## START Supplied material
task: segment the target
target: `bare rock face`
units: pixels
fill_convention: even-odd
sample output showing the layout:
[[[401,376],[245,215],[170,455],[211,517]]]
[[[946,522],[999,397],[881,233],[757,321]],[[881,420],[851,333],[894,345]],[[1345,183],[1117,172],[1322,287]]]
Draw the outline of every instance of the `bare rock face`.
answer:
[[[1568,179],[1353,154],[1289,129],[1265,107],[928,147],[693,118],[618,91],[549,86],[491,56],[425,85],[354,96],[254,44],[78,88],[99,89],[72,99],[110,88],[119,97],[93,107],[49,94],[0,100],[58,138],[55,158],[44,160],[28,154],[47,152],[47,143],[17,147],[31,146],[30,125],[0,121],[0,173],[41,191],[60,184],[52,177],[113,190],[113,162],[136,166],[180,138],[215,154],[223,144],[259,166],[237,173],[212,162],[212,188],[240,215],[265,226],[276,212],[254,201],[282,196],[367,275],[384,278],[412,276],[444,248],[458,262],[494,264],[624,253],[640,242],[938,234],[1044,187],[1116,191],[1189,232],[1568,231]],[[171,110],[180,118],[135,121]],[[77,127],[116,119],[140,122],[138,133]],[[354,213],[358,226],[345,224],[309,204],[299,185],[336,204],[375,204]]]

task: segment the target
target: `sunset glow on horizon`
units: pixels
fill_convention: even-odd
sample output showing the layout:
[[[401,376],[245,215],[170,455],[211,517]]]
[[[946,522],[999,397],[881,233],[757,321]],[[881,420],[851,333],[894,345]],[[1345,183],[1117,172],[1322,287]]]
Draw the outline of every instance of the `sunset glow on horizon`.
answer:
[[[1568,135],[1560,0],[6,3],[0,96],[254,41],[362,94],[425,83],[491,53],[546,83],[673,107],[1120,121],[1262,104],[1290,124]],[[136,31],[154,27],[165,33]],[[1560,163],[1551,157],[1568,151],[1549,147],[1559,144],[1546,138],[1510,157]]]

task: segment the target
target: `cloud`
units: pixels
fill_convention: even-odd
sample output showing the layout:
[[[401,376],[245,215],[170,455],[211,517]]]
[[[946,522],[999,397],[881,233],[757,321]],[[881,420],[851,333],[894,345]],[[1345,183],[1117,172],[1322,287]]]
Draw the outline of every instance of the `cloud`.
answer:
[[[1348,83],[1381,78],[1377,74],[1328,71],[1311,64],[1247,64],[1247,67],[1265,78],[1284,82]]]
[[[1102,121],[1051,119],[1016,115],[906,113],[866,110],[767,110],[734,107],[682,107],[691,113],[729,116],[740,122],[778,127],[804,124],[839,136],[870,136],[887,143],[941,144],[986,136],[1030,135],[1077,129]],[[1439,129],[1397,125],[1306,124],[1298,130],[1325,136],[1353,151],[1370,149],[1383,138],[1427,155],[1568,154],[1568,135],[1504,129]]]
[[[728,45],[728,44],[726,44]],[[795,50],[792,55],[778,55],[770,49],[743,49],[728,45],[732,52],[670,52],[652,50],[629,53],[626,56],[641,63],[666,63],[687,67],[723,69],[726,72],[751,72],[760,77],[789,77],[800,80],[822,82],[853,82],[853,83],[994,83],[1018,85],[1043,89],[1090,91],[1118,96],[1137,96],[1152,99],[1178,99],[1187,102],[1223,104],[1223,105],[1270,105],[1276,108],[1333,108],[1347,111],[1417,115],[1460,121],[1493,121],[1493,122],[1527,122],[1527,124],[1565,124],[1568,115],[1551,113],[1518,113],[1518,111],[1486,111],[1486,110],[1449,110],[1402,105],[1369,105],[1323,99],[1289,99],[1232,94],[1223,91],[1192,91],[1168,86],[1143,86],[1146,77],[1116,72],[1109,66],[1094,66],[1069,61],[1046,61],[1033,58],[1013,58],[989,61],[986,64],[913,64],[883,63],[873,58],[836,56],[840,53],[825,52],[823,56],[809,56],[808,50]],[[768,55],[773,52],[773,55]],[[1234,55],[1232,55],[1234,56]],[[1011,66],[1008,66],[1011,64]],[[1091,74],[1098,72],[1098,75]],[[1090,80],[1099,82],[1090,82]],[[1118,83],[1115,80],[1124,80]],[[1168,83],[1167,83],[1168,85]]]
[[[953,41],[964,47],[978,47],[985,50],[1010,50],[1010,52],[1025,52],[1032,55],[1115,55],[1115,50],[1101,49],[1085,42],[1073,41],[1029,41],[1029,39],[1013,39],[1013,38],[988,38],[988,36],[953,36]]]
## END Supplied material
Your objective:
Type out the material again exactly as presented.

Output of the task:
task: segment the target
target: `bare rock face`
units: pixels
fill_convention: even-odd
sample output showing the layout:
[[[401,376],[245,215],[170,455],[211,517]]]
[[[946,522],[999,397],[881,233],[757,321]],[[881,420],[851,333],[894,345]],[[1345,183],[1117,172],[1322,287]]]
Draw the outline of every instance of the `bare rock face`.
answer:
[[[1568,179],[1353,154],[1289,129],[1265,107],[928,147],[693,118],[618,91],[549,86],[491,56],[425,85],[354,96],[254,44],[78,88],[99,89],[72,99],[110,88],[119,97],[93,107],[49,94],[0,100],[58,138],[55,158],[44,160],[28,154],[47,152],[47,143],[17,147],[31,146],[30,125],[0,121],[0,173],[41,191],[60,184],[52,177],[113,190],[113,162],[136,166],[180,138],[215,154],[223,144],[259,166],[237,173],[212,162],[212,188],[240,215],[265,226],[276,212],[254,201],[282,196],[367,275],[384,278],[412,276],[444,248],[458,262],[494,264],[624,253],[640,242],[938,234],[1044,187],[1116,191],[1189,232],[1568,231]],[[171,110],[180,118],[135,121]],[[77,127],[116,119],[140,122],[138,133]],[[354,213],[358,226],[345,224],[309,204],[299,185],[336,204],[375,204]]]

task: segment the target
target: `sunset glow on horizon`
units: pixels
fill_convention: even-odd
sample output showing the layout:
[[[401,376],[245,215],[170,455],[211,517]]]
[[[946,522],[999,397],[881,233],[757,321]],[[881,420],[851,333],[894,345]],[[1345,183],[1117,172],[1322,287]]]
Draw the outline of every instance of the `sunset glow on horizon`.
answer:
[[[1568,135],[1560,0],[6,3],[0,96],[254,41],[362,94],[425,83],[491,53],[546,83],[673,107],[1120,121],[1262,104],[1290,124]],[[136,31],[154,27],[165,33]],[[1560,163],[1551,157],[1568,151],[1549,147],[1559,144],[1546,138],[1510,157]]]

task: segment the target
target: `cloud`
units: pixels
fill_convention: even-odd
sample output showing the layout:
[[[401,376],[245,215],[170,455],[211,517]]]
[[[946,522],[999,397],[881,233],[757,321]],[[881,420],[851,333],[894,345]],[[1345,183],[1117,172],[1322,287]]]
Draw the outline of every instance of the `cloud`.
answer:
[[[1348,83],[1381,78],[1377,74],[1328,71],[1311,64],[1247,64],[1247,67],[1265,78],[1284,82]]]
[[[1102,121],[1051,119],[1016,115],[906,113],[866,110],[767,110],[734,107],[682,107],[691,113],[729,116],[740,122],[778,127],[804,124],[839,136],[870,136],[887,143],[941,144],[986,136],[1030,135],[1077,129]],[[1439,129],[1397,125],[1306,124],[1298,130],[1325,136],[1353,151],[1370,149],[1383,138],[1427,155],[1568,154],[1568,135],[1504,129]]]
[[[728,45],[728,44],[726,44]],[[795,50],[792,55],[778,55],[770,49],[743,49],[728,45],[732,52],[670,52],[652,50],[629,53],[626,56],[641,63],[666,63],[687,67],[723,69],[726,72],[751,72],[760,77],[789,77],[800,80],[822,82],[853,82],[853,83],[994,83],[1018,85],[1043,89],[1090,91],[1118,96],[1137,96],[1152,99],[1178,99],[1187,102],[1223,104],[1223,105],[1270,105],[1276,108],[1333,108],[1347,111],[1417,115],[1460,121],[1493,121],[1493,122],[1527,122],[1527,124],[1565,124],[1568,115],[1551,113],[1518,113],[1518,111],[1486,111],[1486,110],[1449,110],[1402,105],[1369,105],[1323,99],[1289,99],[1232,94],[1223,91],[1192,91],[1168,86],[1143,86],[1146,77],[1116,72],[1109,66],[1094,66],[1069,61],[1046,61],[1033,58],[1013,58],[989,61],[986,64],[913,64],[883,63],[873,58],[836,56],[840,53],[825,52],[823,56],[809,56],[808,50]],[[768,55],[773,52],[773,55]],[[1234,55],[1232,55],[1234,56]],[[1011,66],[1008,66],[1011,64]],[[1091,74],[1098,72],[1098,75]],[[1090,80],[1099,82],[1090,82]],[[1118,83],[1115,80],[1124,80]],[[1168,83],[1167,83],[1168,85]]]
[[[953,41],[964,47],[978,47],[985,50],[1010,50],[1010,52],[1025,52],[1032,55],[1115,55],[1115,50],[1101,49],[1085,42],[1073,41],[1029,41],[1029,39],[1013,39],[1013,38],[988,38],[988,36],[953,36]]]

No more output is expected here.